TASK REQUIREMENTS:
Answer these from the text on protocols and laws below.
(a) What formula does it give for the learning dynamics of an adaptable protocol?
(b) What does it name as the driver of change?
(c) To what period does it date the earliest known testimony of written laws?

DOCUMENT TEXT:

☆ ☆ ☆ ☆ ☆

Transaction + Consensus = Validity

As a result, learning dynamics of THE answer for an adaptable protocol are:

Case + Feedback * Agents = Laws

A supervisory authority is not required to evolve protocols.
Commands are a poor substitute for broken cycles of self-regulation.
Regulated usage and learned adaptability can be made complementary.
The two system functions keep each other in check.
Compliant usage capitalizes on learnings from free usage in a closed loop.
A belief system governed by such feedback, maximizes users' utility.
In a belief system of rules, laws keep evolving like a consensus.
A fluctuating level of disagreements drives change.

Note that a reliable rule must simplify circumstantial experiences.
Out of diversity, simplicity isn't simplistic.
Feedback must be far greater than complexity to synthesize it.
Only then statistical order emerges from chaos in a comprehending rule.
That is why ordinary rules are believed to apply when not dictated.
In a pure social setting, people behave according to learned habits.
Internalized laws either avoid conflict or maximize life chances.
Thus, verified rules guide behaviors for growth and survival.
Interactive rules are shared because one life learns only a tiny amount.
Legislative cooperation is a lifesaver.

From a tribal perspective, we were often on the very verge of extinction.
Up till 10000 BCE, the world population was often well under one million.
The earliest known testimony of written laws dates from 2100–2050 BCE.

☆ ☆ ☆ ☆ ☆

INFORMATION PROVIDED:
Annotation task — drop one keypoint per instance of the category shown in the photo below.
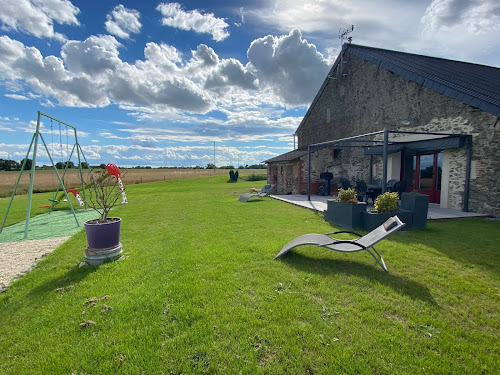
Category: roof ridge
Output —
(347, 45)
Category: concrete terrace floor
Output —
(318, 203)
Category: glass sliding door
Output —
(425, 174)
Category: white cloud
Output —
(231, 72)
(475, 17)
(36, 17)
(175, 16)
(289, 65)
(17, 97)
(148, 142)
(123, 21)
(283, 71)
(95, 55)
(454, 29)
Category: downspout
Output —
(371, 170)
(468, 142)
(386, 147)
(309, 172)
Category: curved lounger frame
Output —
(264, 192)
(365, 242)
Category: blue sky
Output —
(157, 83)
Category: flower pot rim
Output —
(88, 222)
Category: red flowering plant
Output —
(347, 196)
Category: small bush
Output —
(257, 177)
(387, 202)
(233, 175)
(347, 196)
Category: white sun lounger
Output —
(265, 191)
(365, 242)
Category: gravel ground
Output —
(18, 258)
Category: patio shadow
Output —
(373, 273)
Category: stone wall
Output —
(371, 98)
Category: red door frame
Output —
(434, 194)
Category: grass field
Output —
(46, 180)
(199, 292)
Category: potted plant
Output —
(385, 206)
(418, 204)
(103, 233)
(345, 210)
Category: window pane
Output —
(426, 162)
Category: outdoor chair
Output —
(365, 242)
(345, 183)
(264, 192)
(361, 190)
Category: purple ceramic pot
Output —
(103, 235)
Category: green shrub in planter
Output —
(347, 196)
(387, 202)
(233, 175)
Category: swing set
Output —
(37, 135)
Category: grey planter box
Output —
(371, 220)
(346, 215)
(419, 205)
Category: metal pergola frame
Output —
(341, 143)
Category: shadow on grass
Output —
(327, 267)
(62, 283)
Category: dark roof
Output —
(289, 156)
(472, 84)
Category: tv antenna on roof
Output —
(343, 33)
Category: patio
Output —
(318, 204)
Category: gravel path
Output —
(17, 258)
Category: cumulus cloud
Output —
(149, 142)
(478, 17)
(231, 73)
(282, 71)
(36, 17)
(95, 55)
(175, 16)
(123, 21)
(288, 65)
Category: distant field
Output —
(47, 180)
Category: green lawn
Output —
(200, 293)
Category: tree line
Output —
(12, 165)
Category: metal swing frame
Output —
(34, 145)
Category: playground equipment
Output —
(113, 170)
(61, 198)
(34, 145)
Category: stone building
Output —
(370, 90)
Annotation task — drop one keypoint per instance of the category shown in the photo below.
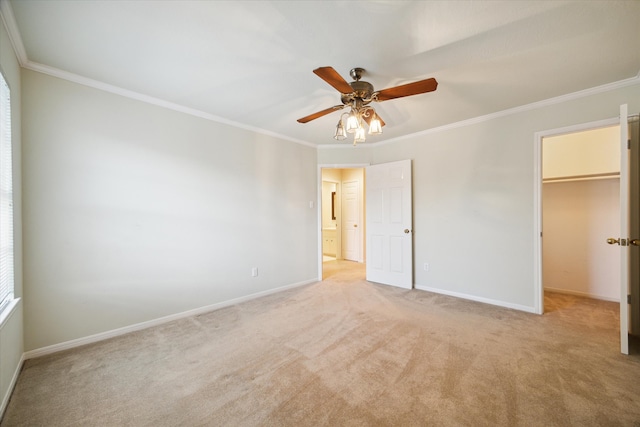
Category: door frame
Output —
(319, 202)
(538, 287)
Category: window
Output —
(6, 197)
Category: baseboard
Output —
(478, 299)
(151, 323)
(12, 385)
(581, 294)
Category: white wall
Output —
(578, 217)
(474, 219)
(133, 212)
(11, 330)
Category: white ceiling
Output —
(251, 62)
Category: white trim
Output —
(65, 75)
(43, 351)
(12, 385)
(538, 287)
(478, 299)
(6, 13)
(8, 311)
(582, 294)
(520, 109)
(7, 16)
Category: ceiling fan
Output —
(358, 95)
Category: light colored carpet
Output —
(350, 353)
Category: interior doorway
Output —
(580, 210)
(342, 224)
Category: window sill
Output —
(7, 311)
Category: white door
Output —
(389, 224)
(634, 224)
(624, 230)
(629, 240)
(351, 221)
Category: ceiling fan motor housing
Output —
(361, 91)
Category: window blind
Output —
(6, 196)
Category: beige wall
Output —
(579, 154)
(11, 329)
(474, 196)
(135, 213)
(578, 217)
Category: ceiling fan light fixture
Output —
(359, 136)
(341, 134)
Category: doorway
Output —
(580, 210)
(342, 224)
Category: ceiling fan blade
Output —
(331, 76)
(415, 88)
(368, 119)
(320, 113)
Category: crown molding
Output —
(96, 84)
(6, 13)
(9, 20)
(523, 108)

☆ ☆ ☆ ☆ ☆

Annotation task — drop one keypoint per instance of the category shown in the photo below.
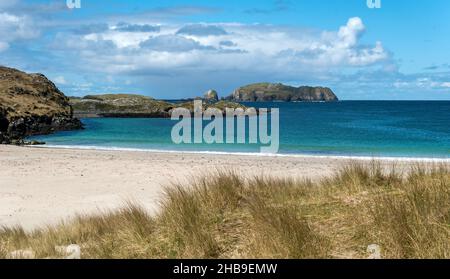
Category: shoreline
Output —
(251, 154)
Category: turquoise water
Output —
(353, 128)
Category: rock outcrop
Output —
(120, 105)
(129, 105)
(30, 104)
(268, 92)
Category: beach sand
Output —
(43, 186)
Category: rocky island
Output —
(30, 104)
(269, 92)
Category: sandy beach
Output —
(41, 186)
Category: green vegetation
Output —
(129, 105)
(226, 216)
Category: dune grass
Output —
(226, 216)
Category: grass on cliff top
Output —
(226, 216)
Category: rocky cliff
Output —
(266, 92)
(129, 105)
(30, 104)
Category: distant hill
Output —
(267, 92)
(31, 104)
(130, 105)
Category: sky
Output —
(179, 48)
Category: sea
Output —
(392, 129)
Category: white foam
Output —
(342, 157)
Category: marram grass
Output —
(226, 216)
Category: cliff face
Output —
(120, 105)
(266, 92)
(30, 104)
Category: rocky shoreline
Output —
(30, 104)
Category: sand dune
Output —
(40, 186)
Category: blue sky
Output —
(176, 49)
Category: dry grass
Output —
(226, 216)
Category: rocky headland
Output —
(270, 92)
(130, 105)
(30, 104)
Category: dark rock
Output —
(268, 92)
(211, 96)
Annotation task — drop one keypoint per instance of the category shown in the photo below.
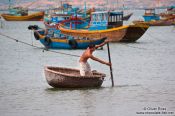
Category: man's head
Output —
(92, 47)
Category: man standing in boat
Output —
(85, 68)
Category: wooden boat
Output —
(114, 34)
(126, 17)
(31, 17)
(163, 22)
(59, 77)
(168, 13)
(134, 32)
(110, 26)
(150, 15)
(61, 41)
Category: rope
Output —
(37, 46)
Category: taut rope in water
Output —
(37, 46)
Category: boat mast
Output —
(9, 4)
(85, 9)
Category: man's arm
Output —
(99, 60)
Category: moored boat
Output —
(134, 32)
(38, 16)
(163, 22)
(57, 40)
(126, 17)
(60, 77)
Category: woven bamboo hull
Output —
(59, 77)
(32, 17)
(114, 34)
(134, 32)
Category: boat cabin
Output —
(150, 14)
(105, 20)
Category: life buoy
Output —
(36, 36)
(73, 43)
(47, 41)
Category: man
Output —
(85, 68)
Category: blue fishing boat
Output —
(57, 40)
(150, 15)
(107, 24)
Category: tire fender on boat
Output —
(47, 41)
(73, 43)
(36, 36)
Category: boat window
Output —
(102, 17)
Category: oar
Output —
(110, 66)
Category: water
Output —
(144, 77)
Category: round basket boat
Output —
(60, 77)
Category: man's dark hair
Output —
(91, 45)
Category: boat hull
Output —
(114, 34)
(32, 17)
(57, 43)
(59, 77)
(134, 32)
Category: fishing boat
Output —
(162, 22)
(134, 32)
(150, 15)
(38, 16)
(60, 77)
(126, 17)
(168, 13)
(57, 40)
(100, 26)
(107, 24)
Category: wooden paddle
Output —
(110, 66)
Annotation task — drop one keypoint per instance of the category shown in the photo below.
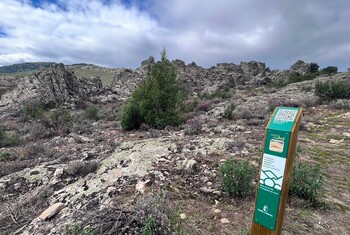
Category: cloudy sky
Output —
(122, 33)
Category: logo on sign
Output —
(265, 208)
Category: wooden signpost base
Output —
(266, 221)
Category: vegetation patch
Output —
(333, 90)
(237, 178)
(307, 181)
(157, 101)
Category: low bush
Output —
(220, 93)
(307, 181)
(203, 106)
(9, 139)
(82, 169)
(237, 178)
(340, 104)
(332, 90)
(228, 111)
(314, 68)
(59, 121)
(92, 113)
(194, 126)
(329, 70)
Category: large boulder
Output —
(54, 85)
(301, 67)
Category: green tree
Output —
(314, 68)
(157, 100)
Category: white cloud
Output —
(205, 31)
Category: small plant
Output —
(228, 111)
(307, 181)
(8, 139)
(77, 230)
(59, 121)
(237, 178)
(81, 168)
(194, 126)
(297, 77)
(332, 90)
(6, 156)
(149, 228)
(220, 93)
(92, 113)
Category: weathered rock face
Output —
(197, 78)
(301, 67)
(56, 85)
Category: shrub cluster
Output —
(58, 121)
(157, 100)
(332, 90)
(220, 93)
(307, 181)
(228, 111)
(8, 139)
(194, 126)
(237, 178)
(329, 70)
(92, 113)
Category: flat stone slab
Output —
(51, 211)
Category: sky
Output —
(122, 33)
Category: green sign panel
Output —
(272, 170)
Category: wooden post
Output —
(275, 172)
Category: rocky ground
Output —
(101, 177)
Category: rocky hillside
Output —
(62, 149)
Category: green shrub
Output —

☆ ☆ ☆ ☆ ☆

COMPLETED EXERCISE:
(a) Case + Feedback * Agents = Laws
(b) A fluctuating level of disagreements
(c) 2100–2050 BCE